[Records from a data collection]
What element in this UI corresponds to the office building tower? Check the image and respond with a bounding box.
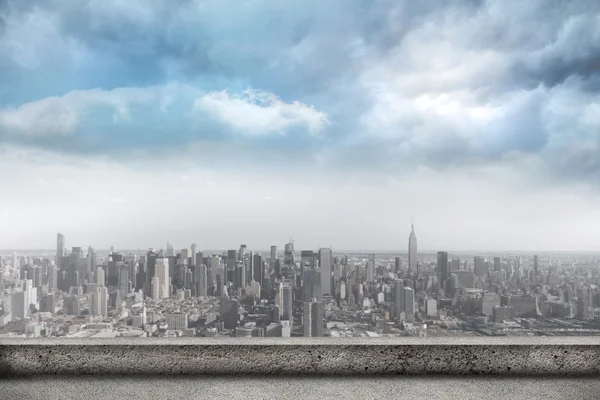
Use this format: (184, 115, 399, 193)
(451, 257, 461, 271)
(426, 299, 438, 316)
(534, 255, 539, 276)
(197, 264, 208, 297)
(394, 279, 405, 321)
(191, 244, 198, 266)
(145, 249, 158, 287)
(270, 246, 277, 262)
(11, 291, 27, 320)
(151, 276, 160, 300)
(90, 285, 108, 317)
(303, 301, 312, 337)
(166, 312, 189, 331)
(284, 241, 295, 268)
(311, 299, 324, 337)
(166, 242, 174, 257)
(302, 270, 322, 302)
(474, 256, 486, 277)
(239, 245, 247, 262)
(40, 294, 55, 314)
(87, 246, 96, 282)
(319, 248, 332, 295)
(95, 266, 105, 287)
(155, 258, 170, 299)
(226, 250, 237, 283)
(56, 233, 65, 270)
(437, 252, 449, 290)
(300, 251, 316, 278)
(408, 224, 417, 272)
(493, 257, 501, 272)
(404, 287, 415, 322)
(252, 253, 263, 286)
(220, 297, 239, 330)
(395, 257, 401, 274)
(366, 262, 373, 282)
(282, 283, 293, 328)
(119, 267, 130, 295)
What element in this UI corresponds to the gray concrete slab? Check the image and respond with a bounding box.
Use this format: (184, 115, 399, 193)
(1, 376, 599, 400)
(2, 337, 600, 376)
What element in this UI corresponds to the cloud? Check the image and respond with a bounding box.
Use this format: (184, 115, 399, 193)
(193, 89, 330, 136)
(0, 0, 599, 189)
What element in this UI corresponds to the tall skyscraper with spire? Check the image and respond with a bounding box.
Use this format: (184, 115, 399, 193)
(408, 224, 417, 273)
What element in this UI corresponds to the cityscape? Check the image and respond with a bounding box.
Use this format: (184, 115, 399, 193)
(1, 226, 600, 339)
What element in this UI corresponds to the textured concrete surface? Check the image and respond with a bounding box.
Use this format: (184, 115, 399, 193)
(1, 376, 599, 400)
(2, 337, 600, 376)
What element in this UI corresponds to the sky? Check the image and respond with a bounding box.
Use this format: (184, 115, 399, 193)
(0, 0, 599, 252)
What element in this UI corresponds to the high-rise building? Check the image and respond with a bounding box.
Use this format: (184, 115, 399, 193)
(191, 244, 198, 266)
(303, 301, 312, 337)
(366, 262, 374, 282)
(87, 246, 96, 282)
(319, 248, 332, 295)
(533, 255, 539, 276)
(166, 242, 174, 257)
(56, 233, 65, 270)
(408, 224, 417, 272)
(437, 252, 449, 290)
(151, 276, 160, 300)
(220, 297, 239, 330)
(404, 287, 415, 322)
(95, 266, 105, 287)
(474, 256, 486, 277)
(302, 270, 322, 302)
(394, 257, 402, 274)
(311, 299, 324, 337)
(282, 283, 293, 328)
(394, 279, 404, 321)
(270, 246, 277, 262)
(493, 257, 501, 272)
(155, 258, 170, 299)
(90, 285, 108, 317)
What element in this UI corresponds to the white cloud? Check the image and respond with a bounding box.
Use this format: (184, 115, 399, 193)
(193, 89, 330, 136)
(0, 84, 197, 136)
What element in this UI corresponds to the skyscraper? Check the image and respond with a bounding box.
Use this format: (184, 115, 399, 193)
(166, 242, 174, 257)
(408, 225, 417, 273)
(282, 283, 293, 328)
(437, 252, 449, 290)
(303, 301, 312, 337)
(394, 279, 404, 321)
(311, 299, 324, 337)
(474, 256, 486, 277)
(191, 244, 198, 266)
(302, 270, 322, 302)
(56, 233, 65, 270)
(319, 248, 332, 295)
(493, 257, 501, 272)
(155, 258, 170, 299)
(87, 246, 96, 282)
(533, 255, 539, 276)
(403, 287, 415, 322)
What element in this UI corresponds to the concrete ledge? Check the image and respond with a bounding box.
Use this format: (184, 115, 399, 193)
(2, 338, 600, 376)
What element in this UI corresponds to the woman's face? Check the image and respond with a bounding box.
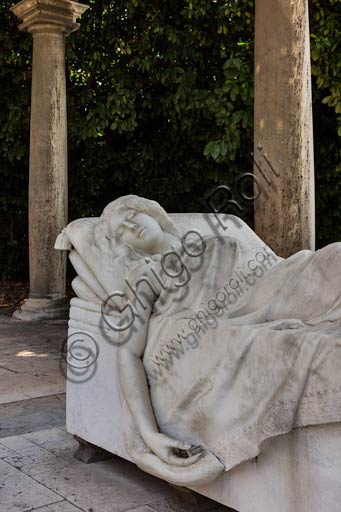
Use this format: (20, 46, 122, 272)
(113, 210, 164, 252)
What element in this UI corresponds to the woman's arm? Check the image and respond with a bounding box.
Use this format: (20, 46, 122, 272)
(117, 289, 202, 466)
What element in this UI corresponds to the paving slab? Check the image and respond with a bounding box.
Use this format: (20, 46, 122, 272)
(129, 507, 155, 512)
(24, 427, 73, 445)
(0, 429, 74, 456)
(0, 442, 16, 458)
(0, 319, 67, 405)
(0, 458, 63, 511)
(0, 435, 40, 452)
(3, 445, 73, 477)
(23, 427, 77, 462)
(32, 457, 175, 512)
(0, 372, 63, 404)
(1, 430, 79, 483)
(0, 395, 66, 438)
(148, 495, 226, 512)
(30, 501, 84, 511)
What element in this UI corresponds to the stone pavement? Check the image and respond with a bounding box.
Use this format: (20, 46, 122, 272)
(0, 313, 231, 511)
(0, 314, 66, 406)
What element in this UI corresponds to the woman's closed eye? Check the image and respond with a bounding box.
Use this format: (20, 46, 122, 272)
(126, 212, 136, 221)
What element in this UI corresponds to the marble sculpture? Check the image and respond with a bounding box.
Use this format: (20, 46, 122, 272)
(55, 195, 341, 486)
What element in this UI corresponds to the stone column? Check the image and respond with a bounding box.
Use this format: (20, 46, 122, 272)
(254, 0, 315, 257)
(11, 0, 88, 320)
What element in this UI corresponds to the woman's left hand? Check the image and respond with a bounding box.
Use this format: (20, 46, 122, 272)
(142, 431, 204, 466)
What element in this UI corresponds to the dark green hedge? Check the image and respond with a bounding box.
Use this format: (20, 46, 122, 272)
(0, 0, 340, 279)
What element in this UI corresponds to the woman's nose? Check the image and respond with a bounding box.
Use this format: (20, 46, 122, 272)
(125, 221, 139, 231)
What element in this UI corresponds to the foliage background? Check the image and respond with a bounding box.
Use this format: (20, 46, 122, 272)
(0, 0, 340, 279)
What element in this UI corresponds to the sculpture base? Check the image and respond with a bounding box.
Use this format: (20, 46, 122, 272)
(12, 298, 69, 321)
(66, 303, 341, 512)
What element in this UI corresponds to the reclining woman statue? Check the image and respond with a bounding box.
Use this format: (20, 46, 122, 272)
(57, 195, 341, 486)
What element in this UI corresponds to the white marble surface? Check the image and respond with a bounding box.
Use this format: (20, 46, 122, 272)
(66, 307, 341, 511)
(60, 199, 341, 511)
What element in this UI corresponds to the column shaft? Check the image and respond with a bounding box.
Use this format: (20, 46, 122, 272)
(254, 0, 315, 257)
(29, 32, 67, 299)
(10, 0, 89, 320)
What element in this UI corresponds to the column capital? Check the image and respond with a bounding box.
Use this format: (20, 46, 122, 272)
(10, 0, 89, 35)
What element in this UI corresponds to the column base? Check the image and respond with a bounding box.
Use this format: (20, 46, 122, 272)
(12, 297, 69, 321)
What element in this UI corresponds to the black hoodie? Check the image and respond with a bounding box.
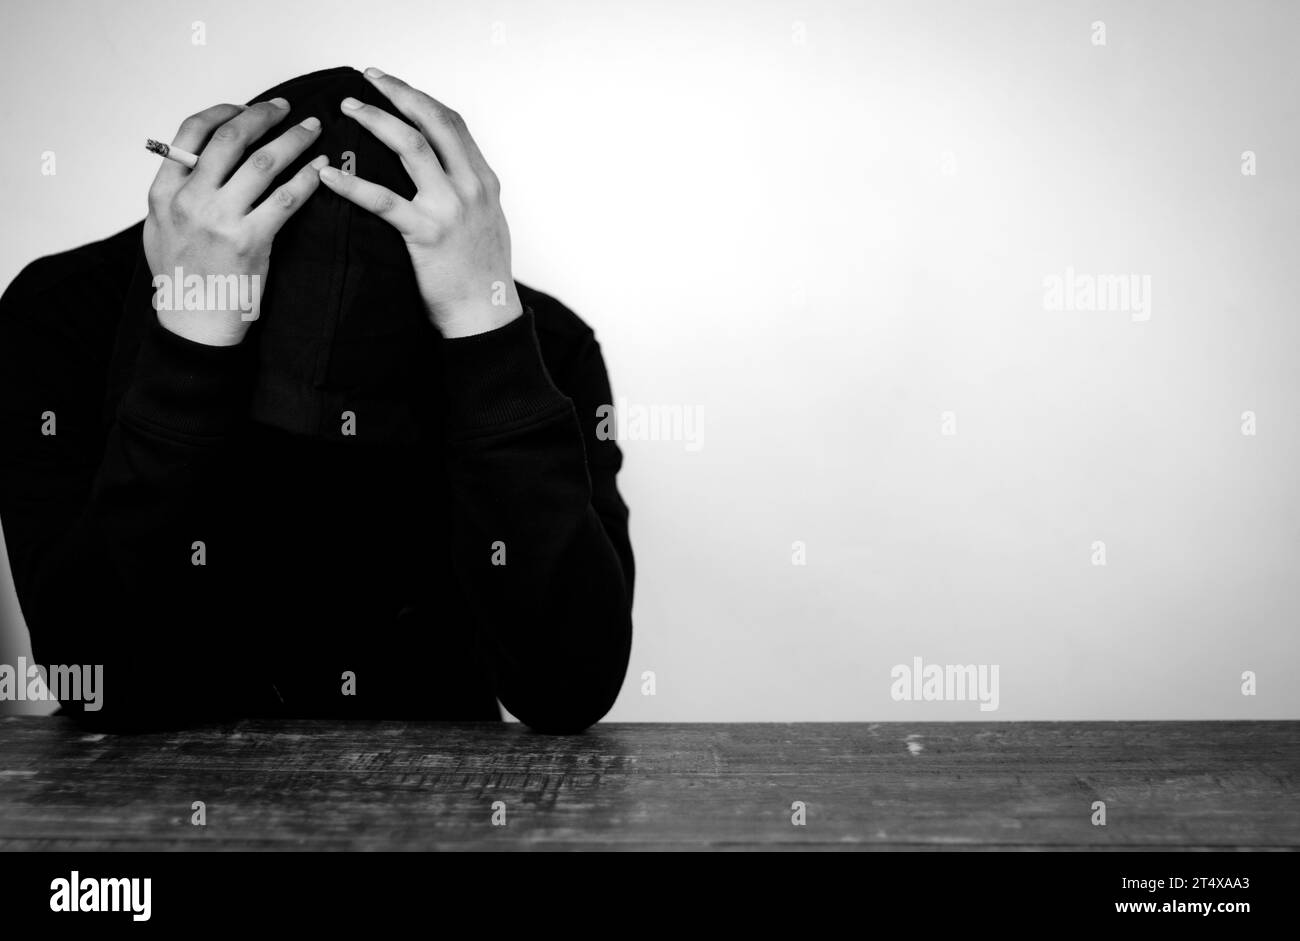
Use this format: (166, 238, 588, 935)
(0, 67, 634, 732)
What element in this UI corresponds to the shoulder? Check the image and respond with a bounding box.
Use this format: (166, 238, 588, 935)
(1, 221, 142, 327)
(517, 281, 608, 384)
(518, 281, 596, 344)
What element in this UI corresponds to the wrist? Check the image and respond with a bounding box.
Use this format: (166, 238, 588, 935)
(156, 309, 251, 348)
(437, 304, 570, 432)
(433, 297, 524, 339)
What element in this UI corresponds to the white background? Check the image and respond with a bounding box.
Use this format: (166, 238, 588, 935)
(2, 0, 1297, 719)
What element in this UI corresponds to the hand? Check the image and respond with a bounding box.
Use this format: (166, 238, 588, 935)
(144, 99, 327, 347)
(317, 68, 523, 339)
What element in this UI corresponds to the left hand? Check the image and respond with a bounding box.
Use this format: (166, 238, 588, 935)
(318, 68, 523, 339)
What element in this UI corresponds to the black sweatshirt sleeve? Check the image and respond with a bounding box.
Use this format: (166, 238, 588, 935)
(438, 302, 634, 734)
(0, 257, 260, 724)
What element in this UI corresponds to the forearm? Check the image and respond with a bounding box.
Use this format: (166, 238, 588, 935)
(439, 309, 634, 732)
(1, 305, 255, 713)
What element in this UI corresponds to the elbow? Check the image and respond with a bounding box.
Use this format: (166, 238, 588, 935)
(502, 669, 625, 735)
(516, 706, 613, 736)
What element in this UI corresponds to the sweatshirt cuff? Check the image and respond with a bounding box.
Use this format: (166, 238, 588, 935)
(117, 314, 256, 441)
(438, 306, 570, 434)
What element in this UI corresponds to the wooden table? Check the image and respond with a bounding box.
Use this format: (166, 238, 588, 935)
(0, 719, 1295, 850)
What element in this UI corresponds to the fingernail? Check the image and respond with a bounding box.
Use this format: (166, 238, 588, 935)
(268, 97, 290, 109)
(309, 155, 329, 170)
(300, 116, 321, 131)
(364, 67, 385, 79)
(341, 97, 363, 111)
(319, 166, 341, 182)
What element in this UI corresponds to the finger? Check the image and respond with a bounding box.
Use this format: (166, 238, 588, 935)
(189, 98, 292, 189)
(317, 165, 422, 233)
(151, 103, 245, 195)
(222, 116, 323, 211)
(338, 96, 451, 196)
(362, 69, 487, 184)
(246, 155, 330, 239)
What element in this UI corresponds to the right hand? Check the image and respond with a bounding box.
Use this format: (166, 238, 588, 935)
(144, 99, 327, 347)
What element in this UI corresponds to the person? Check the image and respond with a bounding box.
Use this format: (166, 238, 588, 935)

### What the task requires
Copy out, word for word, the part of the entries above that begins at the line with "What element in this UI corresponds to the wrist?" and ends at the line with "What element in this UI corresponds to the left", including both.

### Task output
What element in this UI corresponds to the wrist? Check the image and respond with a bounding box.
Use this format: (166, 238, 588, 935)
(156, 309, 251, 348)
(437, 304, 570, 432)
(433, 297, 524, 339)
What element in this UI corresponds to the white background? Check the image and respond with a bounding box.
Use this format: (166, 238, 588, 935)
(2, 0, 1297, 719)
What element in this UI corresponds to the hand? Check the image and respond with a bounding box.
Use this format: (166, 238, 588, 935)
(144, 99, 327, 347)
(317, 68, 523, 339)
What element in this UI corresponds to the left hand? Check the image and respond with a bounding box.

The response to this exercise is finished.